__Quoted text__.
--*--

This is an automated email from the ASF dual-hosted git repository.

gurwls223 pushed a commit to branch branch-3.2
in repository https://gitbox.apache.org/repos/asf/spark.git

commit 2dc15d9d8476da327c54577e3bbb261ad7923f2f
Author: itholic <[email protected]>
AuthorDate: Thu Aug 26 17:43:49 2021 +0900

    [SPARK-36537][PYTHON] Revisit disabled tests for CategoricalDtype
    
    This PR proposes to enable the tests, disabled since different behavior 
with pandas 1.3.
    
    - `inplace` argument for `CategoricalDtype` functions is deprecated from 
pandas 1.3, and seems they have bug. So we manually created the expected result 
and test them.
    - Fixed the `GroupBy.transform` since it doesn't work properly for 
`CategoricalDtype`.
    
    We should enable the tests as much as possible even if pandas has a bug.
    
    And we should follow the behavior of latest pandas.
    
    Yes, `GroupBy.transform` now follow the behavior of latest pandas.
    
    Unittests.
    
    Closes #33817 from itholic/SPARK-36537.
    
    Authored-by: itholic <[email protected]>
    Signed-off-by: Hyukjin Kwon <[email protected]>
    (cherry picked from commit fe486185c4a3a05278b1f01884e2b95ed3ca31bc)
    Signed-off-by: Hyukjin Kwon <[email protected]>
---
 python/pyspark/pandas/groupby.py                |   1 +
 python/pyspark/pandas/tests/test_categorical.py | 116 +++++++++++++-----------
 2 files changed, 63 insertions(+), 54 deletions(-)

diff --git a/python/pyspark/pandas/groupby.py b/python/pyspark/pandas/groupby.py
index c732dff..2815a6b 100644
--- a/python/pyspark/pandas/groupby.py
+++ b/python/pyspark/pandas/groupby.py
@@ -2264,6 +2264,7 @@ class GroupBy(Generic[FrameLike], metaclass=ABCMeta):
                 for c in psdf._internal.data_spark_column_names
                 if c not in groupkey_names
             ]
+
             return_schema = StructType([field.struct_field for field in 
data_fields])
 
             sdf = GroupBy._spark_group_map_apply(
diff --git a/python/pyspark/pandas/tests/test_categorical.py 
b/python/pyspark/pandas/tests/test_categorical.py
index 1fb0d58..e55c08c 100644
--- a/python/pyspark/pandas/tests/test_categorical.py
+++ b/python/pyspark/pandas/tests/test_categorical.py
@@ -74,10 +74,10 @@ class CategoricalTest(PandasOnSparkTestCase, TestUtils):
         pser.cat.categories = ["z", "y", "x"]
         psser.cat.categories = ["z", "y", "x"]
         if LooseVersion(pd.__version__) >= LooseVersion("1.3"):
-            # TODO(SPARK-36367): Fix the behavior to follow pandas >= 1.3
-            pass
-        else:
-            self.assert_eq(pser, psser)

--*--

__Supplied information__.
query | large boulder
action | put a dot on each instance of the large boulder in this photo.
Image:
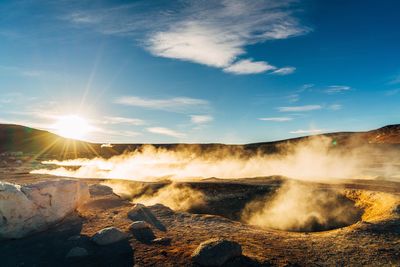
(32, 208)
(142, 213)
(215, 252)
(108, 236)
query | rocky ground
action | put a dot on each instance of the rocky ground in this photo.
(372, 241)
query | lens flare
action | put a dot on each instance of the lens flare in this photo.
(71, 126)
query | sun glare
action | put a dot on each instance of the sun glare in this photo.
(71, 126)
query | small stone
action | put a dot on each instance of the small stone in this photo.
(215, 252)
(74, 238)
(139, 225)
(109, 235)
(166, 241)
(77, 252)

--*--

__What is needed__. Copy the part of the commit email starting at "commit 2dc15d9d8476da327c54577e3bbb261ad7923f2f" and ending at "and test them.". You won't need the data for this.

__Result for this exercise__.
commit 2dc15d9d8476da327c54577e3bbb261ad7923f2f
Author: itholic <[email protected]>
AuthorDate: Thu Aug 26 17:43:49 2021 +0900

    [SPARK-36537][PYTHON] Revisit disabled tests for CategoricalDtype
    
    This PR proposes to enable the tests, disabled since different behavior 
with pandas 1.3.
    
    - `inplace` argument for `CategoricalDtype` functions is deprecated from 
pandas 1.3, and seems they have bug. So we manually created the expected result 
and test them.